▼
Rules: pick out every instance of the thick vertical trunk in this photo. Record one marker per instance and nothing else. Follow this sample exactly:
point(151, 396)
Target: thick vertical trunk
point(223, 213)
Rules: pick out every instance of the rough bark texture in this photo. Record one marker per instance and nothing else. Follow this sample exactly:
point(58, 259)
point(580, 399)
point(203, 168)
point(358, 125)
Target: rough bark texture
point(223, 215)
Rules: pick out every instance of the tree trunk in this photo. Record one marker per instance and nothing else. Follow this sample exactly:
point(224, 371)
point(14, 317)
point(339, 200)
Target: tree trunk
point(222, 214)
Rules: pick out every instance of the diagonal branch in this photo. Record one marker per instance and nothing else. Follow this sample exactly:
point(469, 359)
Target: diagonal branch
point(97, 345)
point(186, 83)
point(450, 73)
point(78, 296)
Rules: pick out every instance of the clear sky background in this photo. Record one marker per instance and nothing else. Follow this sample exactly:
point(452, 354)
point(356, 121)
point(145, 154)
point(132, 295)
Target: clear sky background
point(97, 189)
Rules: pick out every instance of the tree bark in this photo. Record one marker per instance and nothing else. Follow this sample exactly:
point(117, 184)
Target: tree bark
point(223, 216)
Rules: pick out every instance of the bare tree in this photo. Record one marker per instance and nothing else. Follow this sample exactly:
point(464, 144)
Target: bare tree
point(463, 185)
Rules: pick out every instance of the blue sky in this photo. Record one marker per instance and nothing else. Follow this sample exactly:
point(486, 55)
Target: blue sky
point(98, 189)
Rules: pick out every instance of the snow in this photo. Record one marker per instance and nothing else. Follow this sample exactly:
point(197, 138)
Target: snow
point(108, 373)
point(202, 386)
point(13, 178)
▲
• **THE PROBLEM**:
Could you reproduce all of the records above verbatim, line for line?

• **ANSWER IN FULL**:
Rules: pick out every instance of the thick vertical trunk in this photo. Record one marker per instance and nothing else. Follow this sample exactly:
point(151, 396)
Target: thick vertical trunk
point(223, 213)
Rules: pick out every instance of the rough bark texture in this photo. Record one marker per instance and nothing else. Follow this sample exactly:
point(58, 259)
point(580, 399)
point(203, 168)
point(358, 125)
Target: rough bark texture
point(223, 215)
Rules: pick out every instance of the tree trunk in this photo. Record one marker per instance and nothing else. Follow this sample exactly:
point(224, 371)
point(14, 317)
point(339, 200)
Target: tree trunk
point(222, 214)
Rules: pick out every instance of the diagonal branch in this photo. Record one marker per instance and nothing else. Follow this sample exactly:
point(469, 359)
Target: diagonal branch
point(97, 345)
point(186, 83)
point(450, 73)
point(78, 296)
Rules: pick out every instance of the clear sky background in this photo. Record one marker per instance and nothing else. Follow this sample exactly:
point(452, 354)
point(356, 121)
point(145, 154)
point(132, 295)
Target: clear sky background
point(97, 189)
Rules: pick out every instance of the tree bark in this photo. Record one marker per instance and nothing else. Follow this sample exactly:
point(117, 184)
Target: tree bark
point(223, 216)
Rules: pick out every instance of the bare tree in this photo. Record one marker per instance and nothing else. Follow this sample exactly:
point(464, 144)
Target: bare tree
point(463, 185)
Rules: pick out every instance of the blue sky in this photo. Record one marker per instance and nothing else. Follow this sample exactly:
point(486, 55)
Target: blue sky
point(98, 189)
Rules: pick out every instance of the snow in this photo. Record one marker per instance and nothing else. Follow this sample exactly:
point(197, 138)
Target: snow
point(108, 373)
point(202, 386)
point(13, 178)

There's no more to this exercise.